[REQUIREMENT]: Can you give back only the lines of the material starting at the one containing "[locate] bare dirt" and ending at the end of the material, with "side view mirror" changed to "side mirror" and nothing else altered?

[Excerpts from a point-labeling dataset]

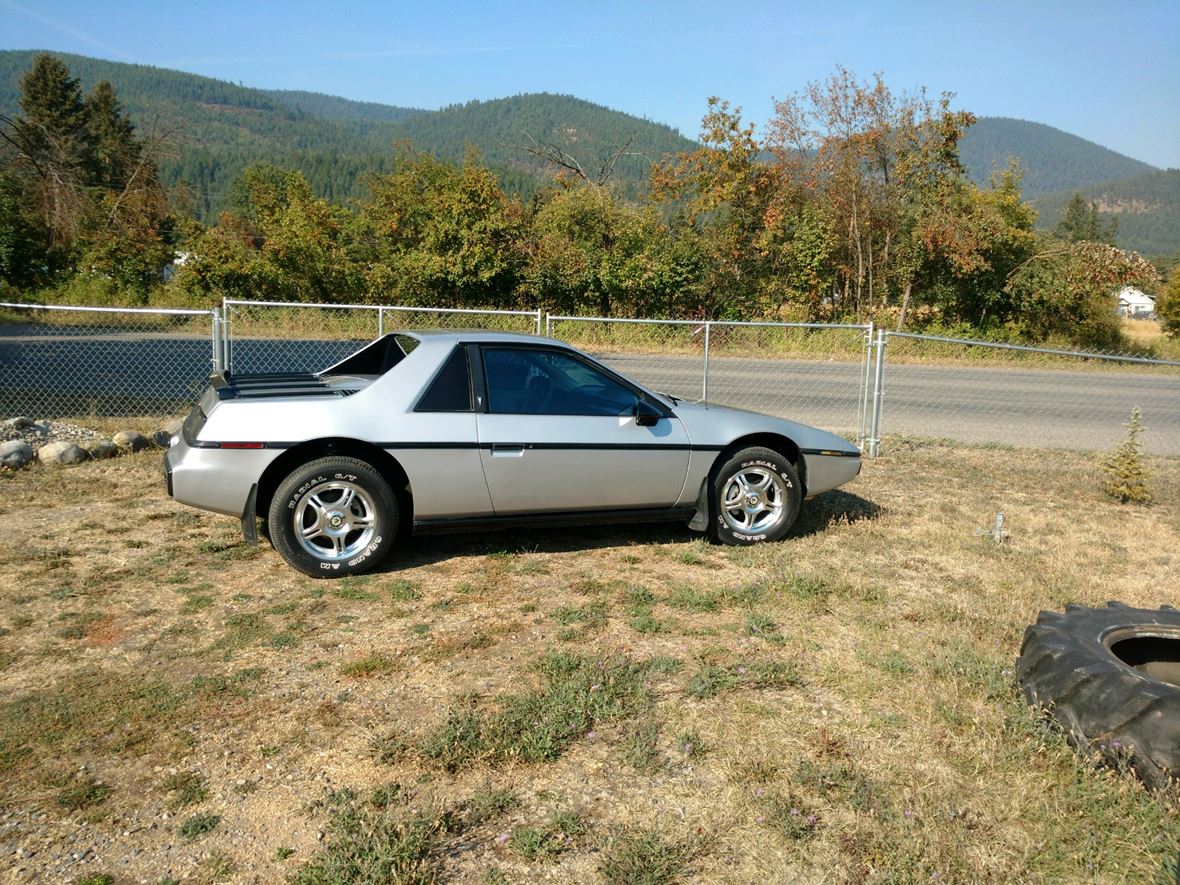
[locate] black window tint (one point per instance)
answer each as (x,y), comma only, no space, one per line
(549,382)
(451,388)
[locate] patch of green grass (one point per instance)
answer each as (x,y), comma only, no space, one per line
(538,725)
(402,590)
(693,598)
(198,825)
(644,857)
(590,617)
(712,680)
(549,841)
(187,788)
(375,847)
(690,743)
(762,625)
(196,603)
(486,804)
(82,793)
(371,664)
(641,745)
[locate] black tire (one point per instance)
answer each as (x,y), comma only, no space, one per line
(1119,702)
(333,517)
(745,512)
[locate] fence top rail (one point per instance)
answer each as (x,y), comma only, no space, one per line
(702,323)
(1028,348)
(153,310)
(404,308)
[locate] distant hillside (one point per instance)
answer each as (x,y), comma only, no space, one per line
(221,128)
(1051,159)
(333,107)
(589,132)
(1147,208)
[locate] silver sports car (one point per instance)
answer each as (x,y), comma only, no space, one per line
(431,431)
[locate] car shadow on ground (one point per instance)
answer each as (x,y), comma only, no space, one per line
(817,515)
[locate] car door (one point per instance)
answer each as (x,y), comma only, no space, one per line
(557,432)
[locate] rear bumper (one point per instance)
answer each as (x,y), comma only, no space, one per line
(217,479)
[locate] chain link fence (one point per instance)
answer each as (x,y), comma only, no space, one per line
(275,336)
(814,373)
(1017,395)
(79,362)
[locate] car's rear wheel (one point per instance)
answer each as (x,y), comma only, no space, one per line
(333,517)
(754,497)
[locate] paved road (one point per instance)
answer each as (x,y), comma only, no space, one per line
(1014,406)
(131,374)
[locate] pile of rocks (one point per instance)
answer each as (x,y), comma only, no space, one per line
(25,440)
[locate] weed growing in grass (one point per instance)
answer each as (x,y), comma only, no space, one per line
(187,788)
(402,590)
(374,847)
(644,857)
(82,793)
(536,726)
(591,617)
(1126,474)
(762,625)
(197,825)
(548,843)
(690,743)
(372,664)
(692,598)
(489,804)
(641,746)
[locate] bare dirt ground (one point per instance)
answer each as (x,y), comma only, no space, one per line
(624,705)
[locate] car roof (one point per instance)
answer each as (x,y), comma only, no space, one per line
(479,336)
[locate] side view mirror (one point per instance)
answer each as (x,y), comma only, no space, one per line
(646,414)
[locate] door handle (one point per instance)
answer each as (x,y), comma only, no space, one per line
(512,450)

[PROBLEM SOLUTION]:
[locate] bare dirt ground (one point per instance)
answer each as (x,y), comma only, no space, one per line
(624,705)
[locate] car roof (one point per instance)
answer each as (x,y), comma only, no space, one per line
(479,336)
[locate] side mirror (one point per instance)
answer each as (x,y), comma only, no space, one per line
(646,414)
[locate] door handle (one point per instance)
answer each as (x,y), comma only, no space, one per line
(512,450)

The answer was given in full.